■ **DOCUMENT EXTRACT**:
■ ■ ■ ■ ■ ■ ■
Thanks for bringing this to attention.
In https://mathworld.wolfram.com/Quantile.html Eric Weisstein lists 9 different quantile implementations.

Back in the 90s there was a project to establish a library of stats functions in APL. One result was a useful Maximum Likelihood model workspace,  but it also produced a suite of APL functions for distributions,  summary statistics, etc.  I think Norman Thomson was one of the participants, Adrian Smith, not a J-user as gr as I know,  another.

I've had a look at two relevant functions in the latter suite, ASL∆PCTILE and ASL∆SEMIIQR .
ASL stood for APL Statistics Library.
These two listings, stripped of header comments,  should be readable in some email handlers.

     RES←PCT ASL∆PCTILE DATA;T;B;∆elx;n
[8]    T←T-B←⌊T←0.5+0.01×PCT×n←⍴DATA←DATA[(⍋DATA)]
[9]    RES←(DATA[1⌈B]×1-T)+DATA[n⌊B+1]×T

     RES←ASL∆SEMIIQR DATA;T;B;IND;∆elx
[8]    B←⌊T←0.5+(0.75,0.25)×⍴DATA←DATA[(⍋DATA)]
[9]    RES←(-/(DATA[B]×1-T-B)+DATA[B+1]×T-B)÷2

These are my approximate renderings in a mixture of tacit and explicit J.
The remaining comment line is an attempt to render the result more like
the APL original.  Note that the APL functions used index origin = 1.

NB. larg is required percentile,  rarg is vector of data
aslpct =: 4 : 0
pct =. x
t   =. t - b =. <. t =. 0.5 + 0.01 * pct * n =. # data =. /:~ y
((,-.)t) +/ . * data{~<: (1>.b), n<.>:b
NB. (t, 1-t) +/ . * data{~ _1 + (1>.b), n <. 1 + b  NB. clearer?
)
■ ■ ■ ■ ■ ■ ■
■ **SET TASK 1**:
In the post on APL and J percentile functions, what did the ASL prefix stand for?
■ **SET TASK 2**:
Pick up the post on APL and J percentile functions after its final line and continue it.

■ **RECORDED DATA**:
■ ■ ■ ■ ■ ■ ■
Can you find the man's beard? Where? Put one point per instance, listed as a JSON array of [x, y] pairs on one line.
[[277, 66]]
■ ■ ■ ■ ■ ■ ■
■ **EXPECTED OUTPUT 1**:
APL Statistics Library.

■ **EXPECTED OUTPUT 2**:
asliqr =: 3 : 0
tmb =. t - b =. <. t =. 0.5 + 0.75 0.25 * # data =. /:~ y
((,:~-.)tmb) -/@:+/@:* data{~ (,:~<:) b
NB. -/ ((1 - tmb) * data{~ b-1) + tmb * data{~ b  NB. clearer?
)

With a data set, d, of 40 values using ? 10  , I get:

d =: 1 5 0 2 2 7 3 8 3 1 3 8 5 9 2 4 9 3 8 2 8 0 4 3 9 6 3 1 8 2 6 8 1 2 5 9 4 0 5 0    (q, q2, q3, iqr, asliqr) d NB. q,q2,q3,iqr from Emir U, xash, Brian Schott
5 5 5 5.5 5.5
   (q, q2, q3, iqr, asliqr) }.d  NB. different approaches differ for odd and even size.
6 6 6 6 5.75
   (q, q2, q3, iqr, asliqr) }:d
6 6 6 6 5.75

These discrepancies are not necessarily indications of error, bearing in mind
Weinsstein's observations.

I used to prefer percentiles which were stable under reversal of sign;  ie,  I felt it was useful for the negation of the 25th percentile of -d to be the same as the 75th percentile of +d .   This is a nice property in certain circumstances,  but not essential
for descriptive stats.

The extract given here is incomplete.